Why it works: Bedtime becomes fun for kids when they get extra time with Mommy and Daddy and have little bonuses to look forward to.
Voice Lessons
What it teaches: Whining is annoying
How to play: Read 10 sentences from a children's book into a tape recorder, using a pleasant voice for some and a whiny voice for others. Play them back and ask your child to raise her hand when she hears the sentences read in a nice voice. When she gets them all right, have her record sentences in her silliest, whiniest, and nicest voices.
Why it works: This game shows that something as familiar as a favorite story can be changed simply by the way you speak, and it helps kids understand how their tone comes across to other people.
Look on the Bright Side
What it teaches: Optimism
How to play: Start telling a story in which something negative happens ("One day Steve was feeling cranky because it was too hot outside"). Ask one child to continue by describing a positive turn of events. For instance, "The good thing was, there was a nice, cool lake nearby for taking a dip." The next player then introduces another negative idea, which is answered by a positive one from the next player.
Why it works: It helps kids develop a more positive outlook so they can deal with real-life frustrations more easily.
Follow the Helpful Leader
What it teaches: Tidying up
How to play: Gather your kids outside a cluttered room. Explain that you're the first "helpful leader" and that they should do what you do. Lead them, skipping and clapping, into the room. Then start straightening up. Make sure they're copying you. After a few minutes, let one of your children be the leader. Encourage the kids afterward by saying, "This room looks really clean!"
Why it works: Children will realize they're capable of cleaning up after themselves, and that doing so can even be fun -- especially when everyone helps out.
The "I Never Thought of That" Game
What it teaches: Problem solving
How to play: Gather a few everyday objects, such as a trash bin, a shoe, and a pencil. Hold up an item and ask your child to think of as many uses for it as he can. (For a trash bin, he may come up with ideas such as "sit on it," "hide in it," "use it like a bucket," and "bang it like a drum.") Take turns letting players think of as many ideas as they can in a minute, using a different object for each.

- **Activity**: Can you write out the passage on children's games again, word for word and in full? The records are separate from the passage on children's games.

- **Records supplied**:
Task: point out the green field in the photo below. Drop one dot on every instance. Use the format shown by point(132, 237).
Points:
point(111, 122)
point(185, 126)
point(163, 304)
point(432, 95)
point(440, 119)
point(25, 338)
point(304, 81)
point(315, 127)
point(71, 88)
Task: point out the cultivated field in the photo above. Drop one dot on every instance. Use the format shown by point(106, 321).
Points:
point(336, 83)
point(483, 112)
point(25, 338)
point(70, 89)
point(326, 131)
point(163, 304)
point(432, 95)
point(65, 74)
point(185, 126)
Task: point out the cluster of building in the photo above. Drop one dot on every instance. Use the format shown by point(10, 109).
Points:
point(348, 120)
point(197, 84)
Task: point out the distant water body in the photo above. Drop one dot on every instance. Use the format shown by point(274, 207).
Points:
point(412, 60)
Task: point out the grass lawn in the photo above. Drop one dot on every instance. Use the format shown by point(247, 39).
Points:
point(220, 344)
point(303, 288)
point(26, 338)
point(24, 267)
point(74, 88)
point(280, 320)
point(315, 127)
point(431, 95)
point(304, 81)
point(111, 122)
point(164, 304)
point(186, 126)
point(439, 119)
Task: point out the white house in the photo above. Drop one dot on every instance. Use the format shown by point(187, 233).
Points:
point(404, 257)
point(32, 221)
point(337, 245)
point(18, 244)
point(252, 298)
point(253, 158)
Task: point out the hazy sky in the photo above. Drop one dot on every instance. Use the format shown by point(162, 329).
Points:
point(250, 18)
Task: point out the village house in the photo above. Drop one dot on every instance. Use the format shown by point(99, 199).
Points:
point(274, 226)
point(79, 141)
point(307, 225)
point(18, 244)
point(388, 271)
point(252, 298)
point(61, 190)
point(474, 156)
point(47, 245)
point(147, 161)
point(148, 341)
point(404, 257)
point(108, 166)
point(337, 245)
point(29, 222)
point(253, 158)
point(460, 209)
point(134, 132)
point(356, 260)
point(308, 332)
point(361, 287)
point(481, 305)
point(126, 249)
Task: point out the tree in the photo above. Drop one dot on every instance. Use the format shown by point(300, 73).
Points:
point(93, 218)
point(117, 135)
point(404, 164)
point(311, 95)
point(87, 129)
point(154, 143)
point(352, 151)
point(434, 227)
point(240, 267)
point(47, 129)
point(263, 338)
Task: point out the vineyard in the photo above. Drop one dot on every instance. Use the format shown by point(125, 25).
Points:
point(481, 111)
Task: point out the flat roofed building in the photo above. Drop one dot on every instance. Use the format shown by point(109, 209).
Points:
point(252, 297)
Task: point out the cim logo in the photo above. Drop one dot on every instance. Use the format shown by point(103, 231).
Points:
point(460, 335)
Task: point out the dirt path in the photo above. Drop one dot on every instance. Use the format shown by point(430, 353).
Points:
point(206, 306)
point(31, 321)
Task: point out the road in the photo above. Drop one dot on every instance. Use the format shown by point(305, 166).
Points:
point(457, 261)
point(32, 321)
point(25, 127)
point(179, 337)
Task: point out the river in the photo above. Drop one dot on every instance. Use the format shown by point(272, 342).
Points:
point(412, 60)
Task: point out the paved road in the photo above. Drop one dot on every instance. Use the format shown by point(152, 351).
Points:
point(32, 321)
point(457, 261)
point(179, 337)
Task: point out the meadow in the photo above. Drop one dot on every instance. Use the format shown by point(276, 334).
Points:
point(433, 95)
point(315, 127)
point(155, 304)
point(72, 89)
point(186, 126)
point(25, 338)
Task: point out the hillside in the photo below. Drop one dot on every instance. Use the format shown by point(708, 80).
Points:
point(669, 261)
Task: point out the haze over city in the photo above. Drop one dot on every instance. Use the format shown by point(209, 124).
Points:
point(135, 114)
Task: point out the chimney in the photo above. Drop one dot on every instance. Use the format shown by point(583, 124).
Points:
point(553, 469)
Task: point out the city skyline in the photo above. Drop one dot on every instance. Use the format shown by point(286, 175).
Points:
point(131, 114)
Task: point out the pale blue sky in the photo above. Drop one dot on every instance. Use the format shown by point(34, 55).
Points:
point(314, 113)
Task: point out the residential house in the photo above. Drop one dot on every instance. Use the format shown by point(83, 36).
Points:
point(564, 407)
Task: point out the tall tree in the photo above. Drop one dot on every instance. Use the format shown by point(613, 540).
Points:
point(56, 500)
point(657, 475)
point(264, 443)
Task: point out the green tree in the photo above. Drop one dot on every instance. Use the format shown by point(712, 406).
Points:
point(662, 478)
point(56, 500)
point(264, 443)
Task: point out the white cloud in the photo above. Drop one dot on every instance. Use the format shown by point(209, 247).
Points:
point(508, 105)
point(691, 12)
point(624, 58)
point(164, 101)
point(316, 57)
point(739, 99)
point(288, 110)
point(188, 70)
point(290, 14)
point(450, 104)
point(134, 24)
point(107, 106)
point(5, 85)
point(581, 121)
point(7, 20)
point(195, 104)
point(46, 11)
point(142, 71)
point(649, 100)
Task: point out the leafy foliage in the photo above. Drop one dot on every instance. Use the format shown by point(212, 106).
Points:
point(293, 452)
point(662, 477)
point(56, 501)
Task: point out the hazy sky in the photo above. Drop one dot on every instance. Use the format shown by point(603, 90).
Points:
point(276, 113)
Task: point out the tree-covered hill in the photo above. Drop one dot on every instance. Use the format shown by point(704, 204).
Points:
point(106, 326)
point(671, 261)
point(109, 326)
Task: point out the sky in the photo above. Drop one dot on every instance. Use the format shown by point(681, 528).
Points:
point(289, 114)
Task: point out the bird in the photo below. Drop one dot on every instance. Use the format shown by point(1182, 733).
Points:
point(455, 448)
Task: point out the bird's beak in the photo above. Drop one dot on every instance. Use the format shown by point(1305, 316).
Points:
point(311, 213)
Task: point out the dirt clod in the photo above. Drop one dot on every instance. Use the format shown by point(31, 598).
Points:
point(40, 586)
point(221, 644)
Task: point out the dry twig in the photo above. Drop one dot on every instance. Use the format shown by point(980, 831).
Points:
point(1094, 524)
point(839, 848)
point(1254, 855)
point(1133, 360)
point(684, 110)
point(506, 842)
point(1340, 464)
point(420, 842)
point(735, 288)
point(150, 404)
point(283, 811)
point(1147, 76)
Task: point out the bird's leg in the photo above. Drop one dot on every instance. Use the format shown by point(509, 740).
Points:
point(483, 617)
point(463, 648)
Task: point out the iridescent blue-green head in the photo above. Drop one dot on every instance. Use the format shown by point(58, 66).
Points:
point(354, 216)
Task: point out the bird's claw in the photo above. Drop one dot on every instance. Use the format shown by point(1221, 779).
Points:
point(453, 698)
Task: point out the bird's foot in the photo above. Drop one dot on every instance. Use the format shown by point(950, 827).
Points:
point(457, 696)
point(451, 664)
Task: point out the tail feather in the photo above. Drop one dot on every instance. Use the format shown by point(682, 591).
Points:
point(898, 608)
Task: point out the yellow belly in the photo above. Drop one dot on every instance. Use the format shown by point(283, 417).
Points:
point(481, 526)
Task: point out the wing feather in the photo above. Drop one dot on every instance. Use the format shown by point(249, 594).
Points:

- **Problem solution**:
Why it works: Bedtime becomes fun for kids when they get extra time with Mommy and Daddy and have little bonuses to look forward to.
Voice Lessons
What it teaches: Whining is annoying
How to play: Read 10 sentences from a children's book into a tape recorder, using a pleasant voice for some and a whiny voice for others. Play them back and ask your child to raise her hand when she hears the sentences read in a nice voice. When she gets them all right, have her record sentences in her silliest, whiniest, and nicest voices.
Why it works: This game shows that something as familiar as a favorite story can be changed simply by the way you speak, and it helps kids understand how their tone comes across to other people.
Look on the Bright Side
What it teaches: Optimism
How to play: Start telling a story in which something negative happens ("One day Steve was feeling cranky because it was too hot outside"). Ask one child to continue by describing a positive turn of events. For instance, "The good thing was, there was a nice, cool lake nearby for taking a dip." The next player then introduces another negative idea, which is answered by a positive one from the next player.
Why it works: It helps kids develop a more positive outlook so they can deal with real-life frustrations more easily.
Follow the Helpful Leader
What it teaches: Tidying up
How to play: Gather your kids outside a cluttered room. Explain that you're the first "helpful leader" and that they should do what you do. Lead them, skipping and clapping, into the room. Then start straightening up. Make sure they're copying you. After a few minutes, let one of your children be the leader. Encourage the kids afterward by saying, "This room looks really clean!"
Why it works: Children will realize they're capable of cleaning up after themselves, and that doing so can even be fun -- especially when everyone helps out.
The "I Never Thought of That" Game
What it teaches: Problem solving
How to play: Gather a few everyday objects, such as a trash bin, a shoe, and a pencil. Hold up an item and ask your child to think of as many uses for it as he can. (For a trash bin, he may come up with ideas such as "sit on it," "hide in it," "use it like a bucket," and "bang it like a drum.") Take turns letting players think of as many ideas as they can in a minute, using a different object for each.